▸ **Rows excerpted from a collection**
------------------------------
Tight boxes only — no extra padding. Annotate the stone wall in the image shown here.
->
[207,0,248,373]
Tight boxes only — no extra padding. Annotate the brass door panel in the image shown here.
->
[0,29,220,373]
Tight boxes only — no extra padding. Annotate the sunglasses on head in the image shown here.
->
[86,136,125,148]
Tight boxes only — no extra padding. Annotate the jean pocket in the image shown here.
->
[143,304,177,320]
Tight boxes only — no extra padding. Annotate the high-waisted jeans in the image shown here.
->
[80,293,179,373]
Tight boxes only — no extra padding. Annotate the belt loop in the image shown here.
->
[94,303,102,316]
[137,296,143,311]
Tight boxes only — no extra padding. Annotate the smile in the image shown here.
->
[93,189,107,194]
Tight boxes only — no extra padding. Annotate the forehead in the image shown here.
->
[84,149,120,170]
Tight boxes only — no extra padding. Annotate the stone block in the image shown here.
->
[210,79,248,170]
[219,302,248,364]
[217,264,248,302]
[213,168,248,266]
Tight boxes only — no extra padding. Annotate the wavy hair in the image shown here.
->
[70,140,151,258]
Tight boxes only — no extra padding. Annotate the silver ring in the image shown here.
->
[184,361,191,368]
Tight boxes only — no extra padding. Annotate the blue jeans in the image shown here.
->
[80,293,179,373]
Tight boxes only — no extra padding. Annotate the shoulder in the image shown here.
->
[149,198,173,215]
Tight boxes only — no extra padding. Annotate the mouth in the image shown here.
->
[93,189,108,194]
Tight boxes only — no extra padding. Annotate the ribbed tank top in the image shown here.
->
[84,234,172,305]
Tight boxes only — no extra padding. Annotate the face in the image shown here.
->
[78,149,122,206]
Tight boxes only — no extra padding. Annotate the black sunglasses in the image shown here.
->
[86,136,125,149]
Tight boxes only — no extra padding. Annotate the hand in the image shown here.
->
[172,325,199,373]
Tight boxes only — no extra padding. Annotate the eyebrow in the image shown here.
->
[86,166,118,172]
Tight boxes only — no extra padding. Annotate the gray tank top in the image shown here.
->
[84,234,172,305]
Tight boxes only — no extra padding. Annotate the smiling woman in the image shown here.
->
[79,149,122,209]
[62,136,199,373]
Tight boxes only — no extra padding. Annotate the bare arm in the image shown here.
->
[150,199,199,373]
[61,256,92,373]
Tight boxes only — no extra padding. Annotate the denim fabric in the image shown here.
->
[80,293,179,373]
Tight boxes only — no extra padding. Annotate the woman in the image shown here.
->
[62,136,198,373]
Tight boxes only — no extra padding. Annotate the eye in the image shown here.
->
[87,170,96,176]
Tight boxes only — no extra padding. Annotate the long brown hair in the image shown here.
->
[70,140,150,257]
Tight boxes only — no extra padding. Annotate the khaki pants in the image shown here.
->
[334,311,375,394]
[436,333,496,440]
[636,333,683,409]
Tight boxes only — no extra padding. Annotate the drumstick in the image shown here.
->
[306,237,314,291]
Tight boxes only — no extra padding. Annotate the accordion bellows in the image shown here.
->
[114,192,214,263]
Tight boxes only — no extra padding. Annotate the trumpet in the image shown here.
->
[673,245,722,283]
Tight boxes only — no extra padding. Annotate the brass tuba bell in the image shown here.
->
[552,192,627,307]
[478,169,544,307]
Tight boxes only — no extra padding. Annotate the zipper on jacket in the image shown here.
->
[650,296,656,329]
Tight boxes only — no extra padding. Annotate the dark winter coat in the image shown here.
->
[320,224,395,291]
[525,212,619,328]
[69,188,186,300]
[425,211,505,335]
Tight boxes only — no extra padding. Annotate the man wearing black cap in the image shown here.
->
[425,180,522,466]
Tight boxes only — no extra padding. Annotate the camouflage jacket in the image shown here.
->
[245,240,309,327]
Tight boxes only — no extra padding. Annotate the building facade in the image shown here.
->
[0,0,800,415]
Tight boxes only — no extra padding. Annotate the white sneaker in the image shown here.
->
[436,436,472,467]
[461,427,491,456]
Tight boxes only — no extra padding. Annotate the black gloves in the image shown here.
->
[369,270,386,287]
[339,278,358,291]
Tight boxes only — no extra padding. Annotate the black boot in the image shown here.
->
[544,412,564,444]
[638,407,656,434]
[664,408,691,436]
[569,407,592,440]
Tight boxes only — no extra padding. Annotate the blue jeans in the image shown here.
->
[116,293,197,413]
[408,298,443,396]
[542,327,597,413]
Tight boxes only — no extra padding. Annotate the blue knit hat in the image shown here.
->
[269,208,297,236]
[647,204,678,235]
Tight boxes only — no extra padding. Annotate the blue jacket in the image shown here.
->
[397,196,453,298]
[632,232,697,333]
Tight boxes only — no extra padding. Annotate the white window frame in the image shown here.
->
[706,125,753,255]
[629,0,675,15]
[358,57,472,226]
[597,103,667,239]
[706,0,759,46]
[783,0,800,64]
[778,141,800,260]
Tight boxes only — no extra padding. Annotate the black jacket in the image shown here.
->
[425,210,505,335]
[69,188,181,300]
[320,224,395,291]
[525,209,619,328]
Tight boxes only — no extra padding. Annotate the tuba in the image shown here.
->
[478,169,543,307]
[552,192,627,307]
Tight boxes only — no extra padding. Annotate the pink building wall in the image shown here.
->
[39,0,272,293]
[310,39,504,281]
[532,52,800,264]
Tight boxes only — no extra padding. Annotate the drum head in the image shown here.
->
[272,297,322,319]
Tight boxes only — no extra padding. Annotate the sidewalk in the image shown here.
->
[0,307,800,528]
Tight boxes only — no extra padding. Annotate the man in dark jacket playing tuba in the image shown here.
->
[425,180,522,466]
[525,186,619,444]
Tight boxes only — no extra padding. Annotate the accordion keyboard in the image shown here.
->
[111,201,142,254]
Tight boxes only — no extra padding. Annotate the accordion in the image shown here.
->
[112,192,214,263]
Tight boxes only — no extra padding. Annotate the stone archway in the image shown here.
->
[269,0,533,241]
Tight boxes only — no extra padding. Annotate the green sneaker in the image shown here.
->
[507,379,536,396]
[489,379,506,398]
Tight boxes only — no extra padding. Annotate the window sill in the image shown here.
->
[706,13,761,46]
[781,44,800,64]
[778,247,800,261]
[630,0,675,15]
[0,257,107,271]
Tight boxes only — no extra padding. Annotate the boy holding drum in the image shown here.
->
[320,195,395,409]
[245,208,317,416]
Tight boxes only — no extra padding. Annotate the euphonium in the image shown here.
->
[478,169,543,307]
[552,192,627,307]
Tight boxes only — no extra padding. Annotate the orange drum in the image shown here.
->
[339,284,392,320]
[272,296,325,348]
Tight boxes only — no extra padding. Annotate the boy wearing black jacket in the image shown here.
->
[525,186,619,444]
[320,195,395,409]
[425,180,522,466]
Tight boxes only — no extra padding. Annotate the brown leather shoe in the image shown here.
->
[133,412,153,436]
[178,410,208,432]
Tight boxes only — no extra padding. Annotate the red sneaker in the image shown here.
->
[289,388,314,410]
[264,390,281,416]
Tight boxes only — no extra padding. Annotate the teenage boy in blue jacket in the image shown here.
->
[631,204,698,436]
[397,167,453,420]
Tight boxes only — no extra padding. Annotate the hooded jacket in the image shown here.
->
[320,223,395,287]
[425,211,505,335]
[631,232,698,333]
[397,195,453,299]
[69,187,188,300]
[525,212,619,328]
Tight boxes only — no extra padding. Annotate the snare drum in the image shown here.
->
------------------------------
▸ **Exercise**
Rewrite every row above, replacing "Annotate" with "Mark" and keeping everything else the same.

▸ **Exercise answer**
Tight boxes only — no extra padding. Mark the stone wall in the image shown here.
->
[207,0,248,373]
Tight boxes only — no extra padding. Mark the brass door panel in the image shown here.
->
[0,29,220,373]
Tight boxes only — no extra padding. Mark the sunglasses on head in the image shown here.
->
[86,136,125,148]
Tight boxes only — no extra padding. Mark the jean pocket in the image shown here.
->
[143,304,177,320]
Tight boxes only — no extra padding. Mark the high-waisted jeans in the image shown here.
->
[80,293,179,373]
Tight boxes only — no extra padding. Mark the belt loop in the image shown here.
->
[94,303,102,316]
[137,296,143,311]
Tight boxes only — no extra padding. Mark the smile in the image shown here.
->
[93,189,107,194]
Tight boxes only — no extra padding. Mark the forehead in the image shown here.
->
[84,149,120,170]
Tight boxes only — no extra padding. Mark the stone block in the image shown here.
->
[210,79,248,170]
[219,302,248,364]
[217,264,248,302]
[213,168,248,266]
Tight boxes only — no extra padding. Mark the wavy hair in the image shown here.
->
[70,140,151,258]
Tight boxes only — no extra padding. Mark the silver ring in the image shown here.
->
[184,361,191,368]
Tight boxes only — no extra padding. Mark the blue jeans in the image shown here.
->
[80,293,179,373]
Tight boxes only — no extra padding. Mark the shoulder in the image shown here.
->
[149,198,173,215]
Tight boxes only — no extra padding. Mark the mouth in the image shown here.
->
[93,189,108,194]
Tight boxes only — no extra padding. Mark the ribbed tank top in the image shown here.
->
[84,234,172,305]
Tight boxes only — no extra padding. Mark the face in the image shown here.
->
[78,149,122,206]
Tight boxes only — no extra padding. Mark the black sunglasses in the image shown here.
->
[86,136,125,149]
Tight boxes only — no extra padding. Mark the hand in the image shown here.
->
[172,325,199,373]
Tight boxes only — no extra padding. Mark the eyebrow in the image shown here.
->
[86,166,118,172]
Tight boxes only — no extra padding. Mark the gray tank top in the image shown here.
->
[84,234,172,305]
Tight boxes only — no extra padding. Mark the smiling woman in the image shown here.
->
[79,149,122,209]
[62,136,199,373]
Tight boxes only — no extra padding. Mark the bare arm in the image shown here.
->
[150,199,199,373]
[61,256,92,373]
Tight boxes only — no extra padding. Mark the denim fabric in the image shown here.
->
[80,293,179,373]
Tight boxes only — no extra padding. Mark the woman in the image shown here.
->
[62,136,198,373]
Tight boxes only — no extra padding. Mark the eye in the image shown here.
->
[87,170,96,176]
Tight boxes only — no extra padding. Mark the long brown hair in the image shown here.
->
[70,140,150,257]
Tight boxes only — no extra padding. Mark the khaki pants in the image shown here.
->
[334,311,375,394]
[436,333,496,440]
[636,333,683,409]
Tight boxes only — no extra padding. Mark the drumstick in the image shown here.
->
[306,237,314,291]
Tight boxes only — no extra padding. Mark the accordion bellows in the image shown here.
->
[114,192,214,263]
Tight boxes only — no extra padding. Mark the trumpet in the image shown here.
->
[673,245,722,283]
Tight boxes only — no extra padding. Mark the brass tuba bell in the image shown here.
->
[552,192,627,307]
[478,169,544,307]
Tight boxes only — no extra padding. Mark the zipper on jacket in the image shown here.
->
[650,296,656,329]
Tight boxes only — no extra padding. Mark the dark winter coat in the image shown here.
->
[320,224,395,291]
[525,212,619,328]
[69,188,186,300]
[425,211,505,335]
Tight boxes only — no extra padding. Mark the man wearing black cap in the image shown here.
->
[425,180,522,466]
Tight boxes only — no extra padding. Mark the camouflage jacket in the image shown here.
->
[245,240,309,327]
Tight boxes only — no extra padding. Mark the building facade in the image shown here.
->
[0,0,800,415]
Tight boxes only — no extra padding. Mark the white sneaker in the image shown here.
->
[436,436,472,467]
[461,427,491,456]
Tight boxes only — no extra padding. Mark the black gloves in the image shown here.
->
[369,270,386,287]
[339,278,358,291]
Tight boxes only — no extra padding. Mark the black boot in the image shown here.
->
[544,412,564,444]
[638,407,656,434]
[664,408,691,436]
[569,407,592,440]
Tight boxes only — no extra padding. Mark the blue jeans in the image shown here.
->
[116,293,197,413]
[408,298,443,396]
[542,327,597,413]
Tight boxes only — no extra padding. Mark the blue knit hat in the image shown here.
->
[269,208,297,236]
[647,204,678,235]
Tight boxes only — no extra padding. Mark the blue jacket in the image shown here.
->
[397,196,453,298]
[632,232,697,333]
Tight boxes only — no extra padding. Mark the white window frame in the image shown here.
->
[706,125,753,255]
[629,0,675,15]
[358,57,472,226]
[597,103,667,239]
[706,0,759,46]
[783,0,800,64]
[778,141,800,260]
Tight boxes only — no extra padding. Mark the black jacket in the image shown here.
->
[425,210,505,335]
[69,188,181,300]
[320,224,395,291]
[525,209,619,328]
Tight boxes only — no extra padding. Mark the tuba in the image shown here.
->
[478,169,543,307]
[552,192,627,307]
Tight boxes only — no extra padding. Mark the pink building wall in the image shown here.
->
[39,0,272,293]
[310,39,504,281]
[532,52,800,264]
Tight boxes only — no extra padding. Mark the drum head in the image shown here.
->
[272,297,322,319]
Tight boxes only — no extra padding. Mark the sidewalk in the image shown here.
->
[0,307,800,528]
Tight boxes only — no extra padding. Mark the man in dark jacket playing tuba in the image shown here.
->
[425,180,522,466]
[525,186,619,444]
Tight boxes only — no extra padding. Mark the accordion keyboard in the image shown here.
->
[111,201,142,254]
Tight boxes only — no extra padding. Mark the accordion in the image shown here.
->
[112,192,214,263]
Tight boxes only — no extra padding. Mark the stone archway in the image shown here.
->
[269,0,533,241]
Tight boxes only — no extra padding. Mark the green sneaker in the image shown here.
->
[507,379,536,396]
[489,379,506,398]
Tight boxes only — no extra padding. Mark the window sill in the image shown here.
->
[706,13,761,46]
[781,44,800,64]
[778,247,800,261]
[630,0,675,15]
[0,257,107,271]
Tight boxes only — no extra padding. Mark the boy holding drum in the image shown here.
->
[320,195,395,409]
[245,208,317,416]
Tight boxes only — no extra padding. Mark the euphonium in the image shown here.
->
[478,169,543,307]
[552,192,627,307]
Tight boxes only — no extra padding. Mark the orange drum in the image shown here.
->
[339,284,392,320]
[272,296,325,348]
Tight boxes only — no extra padding. Mark the boy wearing black jacket in the image shown here.
->
[525,186,619,444]
[320,195,395,409]
[425,180,522,466]
Tight boxes only — no extra padding. Mark the brown leather shoe in the image shown here.
->
[133,412,153,436]
[178,410,208,432]
Tight boxes only — no extra padding. Mark the red sneaker in the image shown here.
->
[289,388,314,410]
[264,390,281,416]
Tight boxes only — no extra padding. Mark the teenage boy in blue jacket in the image shown here.
->
[631,204,698,436]
[397,167,453,420]
Tight boxes only — no extra padding. Mark the hooded jacket in the image shown here.
->
[320,223,395,287]
[425,211,505,335]
[631,232,698,333]
[397,195,453,299]
[69,187,188,300]
[525,212,619,328]
Tight boxes only — no extra padding. Mark the snare drum in the image shown here.
->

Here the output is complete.